Consigne: Recopiez mot pour mot le passage du texte sur Valbonne qui commence aux mots « Le monastère – » et s'arrête après les mots « pour vos lépreux ? ».

Philadelphe Delord

Quatrième partie : Valbonne

I.
Le monastère – son histoire

Le 4 octobre 1925, M. et Mme Ph. Delord étaient reçus au presbytère d’Uzès, dans le Gard, pour la consécration au saint ministère de leur neveu Reymond.

Après la cérémonie religieuse et la réunion de famille, l’ami des lépreux – dans un moment d’abandon – fit part à son hôte, le pasteur Arnal, de ses projets et de ses difficultés. Il parla avec une telle conviction que son collègue fut gagné.

D’un bond, celui-ci se leva :

– J’ai votre affaire ! s’écria-t-il, la chartreuse de Valbonne… Un couvent, une admirable abbaye ! Qu’en diriez-vous pour vos lépreux ?

Aurait-on parlé d’un monastère au Thibet, que Delord n’eût pas été plus surpris.

Valbonne ! il en ignorait tout : son existence, son emplacement, ses propriétaires. Mais l’éveil était donné et les questions succédèrent aux questions.

Il s’ensuivit une Longue veille qui sembla courte, et pendant laquelle, à l’aide de quelques documents sur les monuments de la région tirés de sa bibliothèque, M. Arnal put donner à son collègue les renseignements désirés.

Extrait des données:
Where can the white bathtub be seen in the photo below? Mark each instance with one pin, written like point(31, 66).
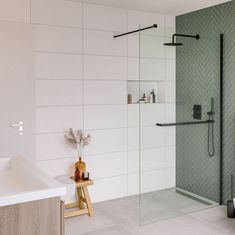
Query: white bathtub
point(21, 181)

Corrigé:
Le monastère – son histoire

Le 4 octobre 1925, M. et Mme Ph. Delord étaient reçus au presbytère d’Uzès, dans le Gard, pour la consécration au saint ministère de leur neveu Reymond.

Après la cérémonie religieuse et la réunion de famille, l’ami des lépreux – dans un moment d’abandon – fit part à son hôte, le pasteur Arnal, de ses projets et de ses difficultés. Il parla avec une telle conviction que son collègue fut gagné.

D’un bond, celui-ci se leva :

– J’ai votre affaire ! s’écria-t-il, la chartreuse de Valbonne… Un couvent, une admirable abbaye ! Qu’en diriez-vous pour vos lépreux ?